- _How to complete this task_:
Set down exactly the lines in the records below that run from the line with "Where can the white ceiling" to the line with "Where can the kitchen peninsula", inclusive, and nothing more.

____________________

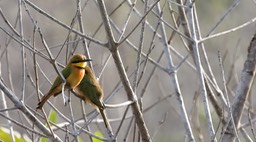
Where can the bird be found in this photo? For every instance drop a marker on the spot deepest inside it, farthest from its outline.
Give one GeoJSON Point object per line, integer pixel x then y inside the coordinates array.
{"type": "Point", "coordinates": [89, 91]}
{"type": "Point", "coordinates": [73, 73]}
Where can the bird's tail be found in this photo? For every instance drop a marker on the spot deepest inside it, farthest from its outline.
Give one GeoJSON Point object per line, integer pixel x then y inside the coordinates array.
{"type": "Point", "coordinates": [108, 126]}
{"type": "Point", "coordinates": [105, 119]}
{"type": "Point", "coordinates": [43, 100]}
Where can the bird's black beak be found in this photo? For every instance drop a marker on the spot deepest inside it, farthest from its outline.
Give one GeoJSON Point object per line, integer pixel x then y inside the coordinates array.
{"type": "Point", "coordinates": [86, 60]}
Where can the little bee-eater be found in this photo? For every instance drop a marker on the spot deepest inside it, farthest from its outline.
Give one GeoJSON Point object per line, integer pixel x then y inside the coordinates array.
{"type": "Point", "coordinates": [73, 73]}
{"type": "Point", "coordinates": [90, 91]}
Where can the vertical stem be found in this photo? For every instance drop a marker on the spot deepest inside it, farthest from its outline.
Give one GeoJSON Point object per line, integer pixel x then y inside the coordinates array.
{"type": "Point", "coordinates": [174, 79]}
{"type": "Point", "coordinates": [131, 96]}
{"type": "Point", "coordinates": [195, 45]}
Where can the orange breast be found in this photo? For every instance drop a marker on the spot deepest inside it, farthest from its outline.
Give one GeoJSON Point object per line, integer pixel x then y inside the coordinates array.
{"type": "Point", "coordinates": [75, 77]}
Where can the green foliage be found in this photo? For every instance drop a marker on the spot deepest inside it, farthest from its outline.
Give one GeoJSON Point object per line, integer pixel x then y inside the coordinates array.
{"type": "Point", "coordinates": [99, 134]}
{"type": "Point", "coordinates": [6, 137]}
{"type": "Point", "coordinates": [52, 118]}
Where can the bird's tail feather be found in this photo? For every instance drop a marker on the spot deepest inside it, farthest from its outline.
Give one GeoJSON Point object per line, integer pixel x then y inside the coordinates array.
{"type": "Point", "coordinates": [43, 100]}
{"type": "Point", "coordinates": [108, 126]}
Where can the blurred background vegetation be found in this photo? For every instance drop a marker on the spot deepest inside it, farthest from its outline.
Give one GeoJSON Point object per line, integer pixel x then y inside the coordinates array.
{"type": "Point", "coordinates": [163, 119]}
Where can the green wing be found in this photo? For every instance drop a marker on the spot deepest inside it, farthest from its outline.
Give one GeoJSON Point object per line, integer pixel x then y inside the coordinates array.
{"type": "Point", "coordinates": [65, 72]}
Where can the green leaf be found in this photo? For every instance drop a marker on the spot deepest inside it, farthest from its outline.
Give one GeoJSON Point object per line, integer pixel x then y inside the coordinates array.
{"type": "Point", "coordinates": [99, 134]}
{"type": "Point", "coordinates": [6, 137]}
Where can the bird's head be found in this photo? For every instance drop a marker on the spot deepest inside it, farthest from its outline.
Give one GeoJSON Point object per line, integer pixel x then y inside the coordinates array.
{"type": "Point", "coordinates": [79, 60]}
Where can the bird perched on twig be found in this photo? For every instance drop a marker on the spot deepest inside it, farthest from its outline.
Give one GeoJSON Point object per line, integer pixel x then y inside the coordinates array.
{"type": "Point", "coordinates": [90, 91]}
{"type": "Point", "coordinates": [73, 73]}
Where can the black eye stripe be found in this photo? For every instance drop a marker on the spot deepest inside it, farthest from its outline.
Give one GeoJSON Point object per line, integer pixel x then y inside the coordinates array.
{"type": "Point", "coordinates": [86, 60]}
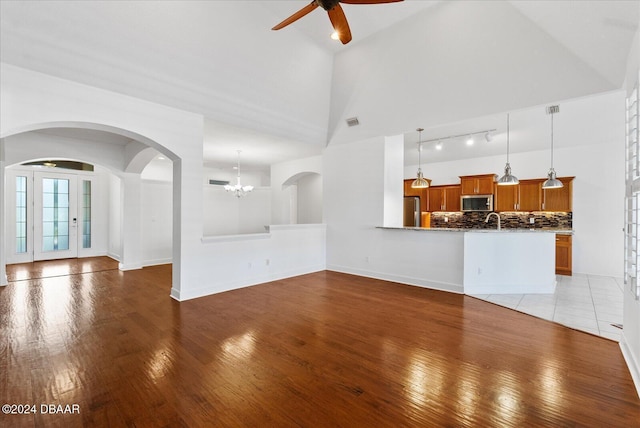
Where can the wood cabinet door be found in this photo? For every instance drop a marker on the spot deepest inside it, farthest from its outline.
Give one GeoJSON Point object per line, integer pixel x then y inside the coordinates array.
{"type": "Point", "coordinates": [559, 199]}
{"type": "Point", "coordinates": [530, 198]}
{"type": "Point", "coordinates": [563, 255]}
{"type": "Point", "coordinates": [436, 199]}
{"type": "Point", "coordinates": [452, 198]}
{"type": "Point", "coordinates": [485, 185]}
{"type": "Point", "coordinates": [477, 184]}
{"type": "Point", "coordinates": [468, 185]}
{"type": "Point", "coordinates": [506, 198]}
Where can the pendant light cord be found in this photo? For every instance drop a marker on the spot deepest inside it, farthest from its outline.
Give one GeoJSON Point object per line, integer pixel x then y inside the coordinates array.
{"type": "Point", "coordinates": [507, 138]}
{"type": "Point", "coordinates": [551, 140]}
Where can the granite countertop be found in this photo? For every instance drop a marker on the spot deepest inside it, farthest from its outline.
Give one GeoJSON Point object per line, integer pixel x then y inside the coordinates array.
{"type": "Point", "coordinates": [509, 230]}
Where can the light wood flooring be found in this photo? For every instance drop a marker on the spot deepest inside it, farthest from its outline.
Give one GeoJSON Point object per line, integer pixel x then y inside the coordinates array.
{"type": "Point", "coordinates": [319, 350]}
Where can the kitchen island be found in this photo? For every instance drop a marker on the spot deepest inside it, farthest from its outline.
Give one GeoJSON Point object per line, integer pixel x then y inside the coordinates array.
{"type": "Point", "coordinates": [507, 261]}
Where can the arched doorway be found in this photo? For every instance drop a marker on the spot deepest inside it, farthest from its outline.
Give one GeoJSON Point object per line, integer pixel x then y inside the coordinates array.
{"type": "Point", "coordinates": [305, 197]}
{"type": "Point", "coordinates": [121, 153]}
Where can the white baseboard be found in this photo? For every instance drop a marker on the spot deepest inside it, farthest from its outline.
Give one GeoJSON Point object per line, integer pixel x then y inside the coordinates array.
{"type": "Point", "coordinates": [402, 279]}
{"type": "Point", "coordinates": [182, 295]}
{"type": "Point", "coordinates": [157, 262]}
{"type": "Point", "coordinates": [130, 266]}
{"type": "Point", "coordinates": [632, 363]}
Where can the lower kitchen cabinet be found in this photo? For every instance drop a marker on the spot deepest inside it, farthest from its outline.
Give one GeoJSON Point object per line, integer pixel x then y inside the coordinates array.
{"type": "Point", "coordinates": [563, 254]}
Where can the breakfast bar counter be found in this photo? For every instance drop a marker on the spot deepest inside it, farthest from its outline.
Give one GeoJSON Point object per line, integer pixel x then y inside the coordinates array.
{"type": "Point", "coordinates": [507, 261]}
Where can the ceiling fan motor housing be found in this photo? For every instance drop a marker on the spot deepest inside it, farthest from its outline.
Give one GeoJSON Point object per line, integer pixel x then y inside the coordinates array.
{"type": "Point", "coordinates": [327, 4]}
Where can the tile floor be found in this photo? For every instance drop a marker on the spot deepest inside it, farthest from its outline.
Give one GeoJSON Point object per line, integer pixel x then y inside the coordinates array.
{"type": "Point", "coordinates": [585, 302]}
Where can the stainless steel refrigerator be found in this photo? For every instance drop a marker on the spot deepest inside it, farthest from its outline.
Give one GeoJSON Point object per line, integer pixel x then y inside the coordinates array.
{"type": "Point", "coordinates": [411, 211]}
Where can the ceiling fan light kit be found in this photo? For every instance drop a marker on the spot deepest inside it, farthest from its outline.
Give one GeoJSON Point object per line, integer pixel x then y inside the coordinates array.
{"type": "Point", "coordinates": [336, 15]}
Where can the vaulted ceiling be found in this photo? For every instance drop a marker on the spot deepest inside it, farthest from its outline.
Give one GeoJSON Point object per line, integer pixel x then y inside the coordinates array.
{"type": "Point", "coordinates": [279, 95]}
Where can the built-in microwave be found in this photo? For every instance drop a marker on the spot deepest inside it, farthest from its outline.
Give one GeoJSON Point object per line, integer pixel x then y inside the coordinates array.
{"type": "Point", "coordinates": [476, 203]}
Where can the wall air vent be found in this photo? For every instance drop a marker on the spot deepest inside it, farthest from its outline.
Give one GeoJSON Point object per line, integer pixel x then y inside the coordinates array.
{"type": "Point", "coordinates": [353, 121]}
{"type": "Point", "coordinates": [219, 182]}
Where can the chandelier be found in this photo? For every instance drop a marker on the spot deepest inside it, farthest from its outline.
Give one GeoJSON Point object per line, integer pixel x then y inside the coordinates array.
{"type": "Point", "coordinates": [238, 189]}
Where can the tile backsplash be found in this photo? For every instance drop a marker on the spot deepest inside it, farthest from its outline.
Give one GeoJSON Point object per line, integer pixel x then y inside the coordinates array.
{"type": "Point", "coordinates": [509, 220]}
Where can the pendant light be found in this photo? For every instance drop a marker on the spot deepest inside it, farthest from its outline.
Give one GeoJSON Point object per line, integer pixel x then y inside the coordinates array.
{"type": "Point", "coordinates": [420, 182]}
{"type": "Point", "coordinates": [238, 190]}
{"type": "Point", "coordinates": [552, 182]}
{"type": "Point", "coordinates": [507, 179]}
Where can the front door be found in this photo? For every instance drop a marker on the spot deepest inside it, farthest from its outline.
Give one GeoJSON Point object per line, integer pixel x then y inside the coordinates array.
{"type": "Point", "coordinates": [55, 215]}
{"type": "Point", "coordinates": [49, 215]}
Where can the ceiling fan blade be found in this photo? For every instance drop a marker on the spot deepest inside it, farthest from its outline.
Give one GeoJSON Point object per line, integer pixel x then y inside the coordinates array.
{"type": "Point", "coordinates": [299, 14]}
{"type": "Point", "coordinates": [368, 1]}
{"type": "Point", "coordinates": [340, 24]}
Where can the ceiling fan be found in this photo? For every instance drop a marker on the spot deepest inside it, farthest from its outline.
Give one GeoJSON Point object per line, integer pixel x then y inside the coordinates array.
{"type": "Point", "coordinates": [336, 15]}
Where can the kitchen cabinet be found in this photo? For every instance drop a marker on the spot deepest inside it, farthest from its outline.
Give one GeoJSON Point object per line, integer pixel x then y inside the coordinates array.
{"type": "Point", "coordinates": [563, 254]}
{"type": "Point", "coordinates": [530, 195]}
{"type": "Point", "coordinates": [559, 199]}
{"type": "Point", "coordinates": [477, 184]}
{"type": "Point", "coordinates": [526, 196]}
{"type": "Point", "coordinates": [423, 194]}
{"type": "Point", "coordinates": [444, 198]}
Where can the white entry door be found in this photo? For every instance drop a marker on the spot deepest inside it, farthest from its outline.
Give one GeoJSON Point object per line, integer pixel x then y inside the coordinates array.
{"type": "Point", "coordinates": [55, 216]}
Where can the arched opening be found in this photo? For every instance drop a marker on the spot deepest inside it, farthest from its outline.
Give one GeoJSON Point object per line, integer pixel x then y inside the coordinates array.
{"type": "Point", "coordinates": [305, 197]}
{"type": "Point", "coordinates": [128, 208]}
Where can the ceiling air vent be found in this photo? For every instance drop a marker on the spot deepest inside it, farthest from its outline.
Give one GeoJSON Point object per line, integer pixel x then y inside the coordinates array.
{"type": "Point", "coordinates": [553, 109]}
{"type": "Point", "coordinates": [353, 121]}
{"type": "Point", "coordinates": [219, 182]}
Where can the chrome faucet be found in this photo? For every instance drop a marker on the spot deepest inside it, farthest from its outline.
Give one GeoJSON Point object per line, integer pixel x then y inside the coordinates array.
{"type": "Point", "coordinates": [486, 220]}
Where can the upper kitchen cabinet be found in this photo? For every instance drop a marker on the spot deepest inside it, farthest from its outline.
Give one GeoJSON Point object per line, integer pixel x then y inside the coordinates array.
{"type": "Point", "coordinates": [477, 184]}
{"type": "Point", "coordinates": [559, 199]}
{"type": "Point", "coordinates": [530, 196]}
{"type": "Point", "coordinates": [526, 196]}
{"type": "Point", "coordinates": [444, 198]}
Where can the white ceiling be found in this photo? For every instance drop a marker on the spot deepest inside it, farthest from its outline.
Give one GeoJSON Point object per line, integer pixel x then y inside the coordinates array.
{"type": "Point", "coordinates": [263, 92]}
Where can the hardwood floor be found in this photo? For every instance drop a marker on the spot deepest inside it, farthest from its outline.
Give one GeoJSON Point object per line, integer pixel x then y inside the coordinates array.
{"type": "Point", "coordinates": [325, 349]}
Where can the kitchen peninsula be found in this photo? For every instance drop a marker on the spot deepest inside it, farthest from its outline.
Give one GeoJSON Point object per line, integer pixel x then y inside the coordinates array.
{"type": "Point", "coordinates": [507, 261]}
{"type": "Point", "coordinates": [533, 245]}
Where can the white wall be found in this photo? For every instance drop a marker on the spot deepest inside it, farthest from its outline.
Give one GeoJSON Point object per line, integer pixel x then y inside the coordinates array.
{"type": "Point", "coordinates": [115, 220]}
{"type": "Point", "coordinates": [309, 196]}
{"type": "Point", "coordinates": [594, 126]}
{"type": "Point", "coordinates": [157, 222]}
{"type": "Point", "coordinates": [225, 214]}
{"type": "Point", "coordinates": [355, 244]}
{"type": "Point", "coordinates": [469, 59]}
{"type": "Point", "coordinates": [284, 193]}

____________________

- _Output of the exercise_:
Where can the white ceiling be found in this photo? For every instance drop a marker on the spot deepest inside it, farthest from its outline.
Give one GeoJSON Point object per line, integer pixel x then y inside the coordinates array.
{"type": "Point", "coordinates": [263, 92]}
Where can the hardwood floor be found in this photo? For every instance drop a marker on the spot deepest inside it, farthest from its outline.
Give one GeoJSON Point object per line, integer pixel x then y inside the coordinates array.
{"type": "Point", "coordinates": [325, 349]}
Where can the kitchen peninsula be found in this photo? For every instance drop a marker on the spot deepest inside it, farthest from its outline.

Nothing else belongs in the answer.